→ **Task description**: Look below for the line with "of the necktie". Extract that line and each one after it through the last, word for word.

(Coordinate annotation entries)
= = =

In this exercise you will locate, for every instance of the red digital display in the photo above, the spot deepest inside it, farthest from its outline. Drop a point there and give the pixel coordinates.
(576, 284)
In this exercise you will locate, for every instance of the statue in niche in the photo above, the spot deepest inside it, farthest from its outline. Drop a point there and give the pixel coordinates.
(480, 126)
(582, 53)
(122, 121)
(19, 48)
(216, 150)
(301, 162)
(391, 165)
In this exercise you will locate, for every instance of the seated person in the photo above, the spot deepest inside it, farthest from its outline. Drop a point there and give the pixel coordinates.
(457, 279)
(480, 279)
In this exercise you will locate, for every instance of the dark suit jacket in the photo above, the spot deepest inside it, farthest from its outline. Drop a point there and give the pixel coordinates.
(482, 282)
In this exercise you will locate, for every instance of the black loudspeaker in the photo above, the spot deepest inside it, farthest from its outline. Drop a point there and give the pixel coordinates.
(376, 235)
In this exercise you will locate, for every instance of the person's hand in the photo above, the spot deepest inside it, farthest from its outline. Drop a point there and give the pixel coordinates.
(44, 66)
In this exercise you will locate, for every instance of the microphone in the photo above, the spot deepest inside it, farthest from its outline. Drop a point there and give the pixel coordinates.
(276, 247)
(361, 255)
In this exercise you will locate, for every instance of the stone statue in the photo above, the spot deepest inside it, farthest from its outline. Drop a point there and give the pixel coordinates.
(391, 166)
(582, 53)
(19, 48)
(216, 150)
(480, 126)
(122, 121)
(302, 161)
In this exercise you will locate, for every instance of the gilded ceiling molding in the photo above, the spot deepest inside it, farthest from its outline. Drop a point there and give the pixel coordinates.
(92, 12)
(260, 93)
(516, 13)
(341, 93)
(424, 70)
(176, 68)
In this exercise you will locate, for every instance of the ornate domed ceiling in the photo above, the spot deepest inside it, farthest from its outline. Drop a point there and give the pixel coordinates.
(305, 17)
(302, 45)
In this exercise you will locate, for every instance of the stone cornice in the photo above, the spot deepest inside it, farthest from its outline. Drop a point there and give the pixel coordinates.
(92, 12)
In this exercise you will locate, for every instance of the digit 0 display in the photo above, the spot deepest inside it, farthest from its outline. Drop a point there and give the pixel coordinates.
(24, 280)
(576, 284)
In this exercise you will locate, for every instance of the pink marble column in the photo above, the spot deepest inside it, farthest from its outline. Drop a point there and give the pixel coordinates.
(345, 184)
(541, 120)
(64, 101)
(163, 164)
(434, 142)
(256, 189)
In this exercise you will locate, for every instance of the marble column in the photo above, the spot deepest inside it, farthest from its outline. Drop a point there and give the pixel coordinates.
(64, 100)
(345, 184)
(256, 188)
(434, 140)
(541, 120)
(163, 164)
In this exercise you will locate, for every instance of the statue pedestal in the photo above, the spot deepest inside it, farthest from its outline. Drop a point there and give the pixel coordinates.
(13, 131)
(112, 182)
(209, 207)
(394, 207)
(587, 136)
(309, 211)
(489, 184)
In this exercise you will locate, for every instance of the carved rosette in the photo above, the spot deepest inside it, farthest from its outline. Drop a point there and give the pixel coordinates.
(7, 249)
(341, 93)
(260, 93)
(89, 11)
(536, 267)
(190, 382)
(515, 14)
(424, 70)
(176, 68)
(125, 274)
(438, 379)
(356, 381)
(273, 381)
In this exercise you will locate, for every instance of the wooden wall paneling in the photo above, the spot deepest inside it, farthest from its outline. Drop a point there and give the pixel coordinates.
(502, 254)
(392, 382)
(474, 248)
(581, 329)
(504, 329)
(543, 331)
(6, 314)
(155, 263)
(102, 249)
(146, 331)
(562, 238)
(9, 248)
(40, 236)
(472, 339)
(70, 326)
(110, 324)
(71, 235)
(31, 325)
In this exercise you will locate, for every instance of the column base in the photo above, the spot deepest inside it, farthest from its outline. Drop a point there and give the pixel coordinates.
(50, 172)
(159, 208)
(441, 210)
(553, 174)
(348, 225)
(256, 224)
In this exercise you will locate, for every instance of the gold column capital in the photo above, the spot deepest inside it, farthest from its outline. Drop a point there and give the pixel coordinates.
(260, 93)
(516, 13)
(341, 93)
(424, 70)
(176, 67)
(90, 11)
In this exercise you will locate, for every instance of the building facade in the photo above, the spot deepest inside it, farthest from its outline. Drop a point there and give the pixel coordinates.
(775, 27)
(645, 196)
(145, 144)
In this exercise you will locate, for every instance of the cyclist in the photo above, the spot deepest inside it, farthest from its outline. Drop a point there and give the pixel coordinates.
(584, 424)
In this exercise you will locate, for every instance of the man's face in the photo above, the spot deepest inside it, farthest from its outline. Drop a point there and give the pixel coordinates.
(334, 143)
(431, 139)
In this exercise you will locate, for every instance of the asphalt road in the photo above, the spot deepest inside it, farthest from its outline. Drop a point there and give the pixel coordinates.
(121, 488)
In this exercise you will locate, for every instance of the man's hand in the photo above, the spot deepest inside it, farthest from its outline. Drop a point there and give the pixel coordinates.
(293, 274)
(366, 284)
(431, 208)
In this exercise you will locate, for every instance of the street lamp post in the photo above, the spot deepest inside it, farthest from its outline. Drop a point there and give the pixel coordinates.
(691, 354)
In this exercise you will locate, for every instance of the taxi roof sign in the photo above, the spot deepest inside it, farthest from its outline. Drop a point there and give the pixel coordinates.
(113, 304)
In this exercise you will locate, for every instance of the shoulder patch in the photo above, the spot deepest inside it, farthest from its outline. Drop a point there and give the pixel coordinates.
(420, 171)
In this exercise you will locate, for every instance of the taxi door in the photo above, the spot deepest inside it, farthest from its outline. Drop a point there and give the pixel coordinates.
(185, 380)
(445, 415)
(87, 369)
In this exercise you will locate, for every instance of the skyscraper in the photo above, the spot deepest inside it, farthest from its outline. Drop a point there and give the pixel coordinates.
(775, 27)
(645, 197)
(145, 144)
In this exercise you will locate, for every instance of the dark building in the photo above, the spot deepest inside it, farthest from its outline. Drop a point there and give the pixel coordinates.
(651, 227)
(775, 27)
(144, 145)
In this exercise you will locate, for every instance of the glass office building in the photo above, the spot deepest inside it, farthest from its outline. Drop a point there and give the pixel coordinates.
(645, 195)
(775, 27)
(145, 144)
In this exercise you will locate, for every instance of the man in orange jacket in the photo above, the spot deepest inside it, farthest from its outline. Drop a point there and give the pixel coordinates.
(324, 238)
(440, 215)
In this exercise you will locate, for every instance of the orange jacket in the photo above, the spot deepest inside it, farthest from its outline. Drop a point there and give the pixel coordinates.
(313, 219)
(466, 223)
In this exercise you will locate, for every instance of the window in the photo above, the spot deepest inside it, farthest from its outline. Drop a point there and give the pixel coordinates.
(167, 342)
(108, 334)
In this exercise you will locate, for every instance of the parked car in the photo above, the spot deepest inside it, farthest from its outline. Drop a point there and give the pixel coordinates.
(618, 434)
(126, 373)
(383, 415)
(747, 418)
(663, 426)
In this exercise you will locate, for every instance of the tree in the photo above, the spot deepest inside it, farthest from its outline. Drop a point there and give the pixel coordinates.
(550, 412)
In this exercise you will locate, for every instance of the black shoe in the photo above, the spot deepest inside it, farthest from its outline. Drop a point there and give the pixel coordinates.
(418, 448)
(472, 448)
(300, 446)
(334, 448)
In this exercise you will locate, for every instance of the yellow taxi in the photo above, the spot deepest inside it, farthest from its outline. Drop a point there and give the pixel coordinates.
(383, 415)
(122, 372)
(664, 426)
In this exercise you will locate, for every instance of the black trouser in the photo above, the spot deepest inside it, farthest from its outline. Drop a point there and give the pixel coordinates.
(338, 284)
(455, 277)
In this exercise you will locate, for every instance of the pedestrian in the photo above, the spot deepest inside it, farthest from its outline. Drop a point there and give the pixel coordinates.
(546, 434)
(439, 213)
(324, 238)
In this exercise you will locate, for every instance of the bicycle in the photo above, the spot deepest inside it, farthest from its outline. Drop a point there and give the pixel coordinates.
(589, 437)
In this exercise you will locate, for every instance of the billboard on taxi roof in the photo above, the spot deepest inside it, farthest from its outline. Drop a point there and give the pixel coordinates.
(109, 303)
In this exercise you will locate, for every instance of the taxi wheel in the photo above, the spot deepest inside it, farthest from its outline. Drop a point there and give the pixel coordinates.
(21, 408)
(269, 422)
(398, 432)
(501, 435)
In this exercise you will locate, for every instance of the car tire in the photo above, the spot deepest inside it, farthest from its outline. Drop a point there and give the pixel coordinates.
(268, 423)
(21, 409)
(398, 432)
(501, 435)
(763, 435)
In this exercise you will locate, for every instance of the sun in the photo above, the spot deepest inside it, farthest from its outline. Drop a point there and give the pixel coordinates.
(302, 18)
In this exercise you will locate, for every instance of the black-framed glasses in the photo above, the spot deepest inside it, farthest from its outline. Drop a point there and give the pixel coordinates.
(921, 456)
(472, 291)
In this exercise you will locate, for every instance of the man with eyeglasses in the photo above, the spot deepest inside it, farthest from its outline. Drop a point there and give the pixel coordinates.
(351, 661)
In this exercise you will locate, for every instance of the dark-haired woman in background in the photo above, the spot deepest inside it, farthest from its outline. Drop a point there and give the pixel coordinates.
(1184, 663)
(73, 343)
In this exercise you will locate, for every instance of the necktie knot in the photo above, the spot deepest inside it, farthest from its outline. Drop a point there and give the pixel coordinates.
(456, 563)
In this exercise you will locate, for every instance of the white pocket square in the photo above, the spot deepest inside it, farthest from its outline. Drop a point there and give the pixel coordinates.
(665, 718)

= = =

→ **Exercise result**:
In this exercise you will locate, for every instance of the necktie knot in the photo above, the spot deepest inside it, farthest from its outline. Drop a point there and give the pixel coordinates.
(456, 563)
In this exercise you will locate, for every instance of the white pocket square in the photo above, the spot deepest inside it, farthest from its outline. Drop a point there and give the pixel coordinates.
(665, 718)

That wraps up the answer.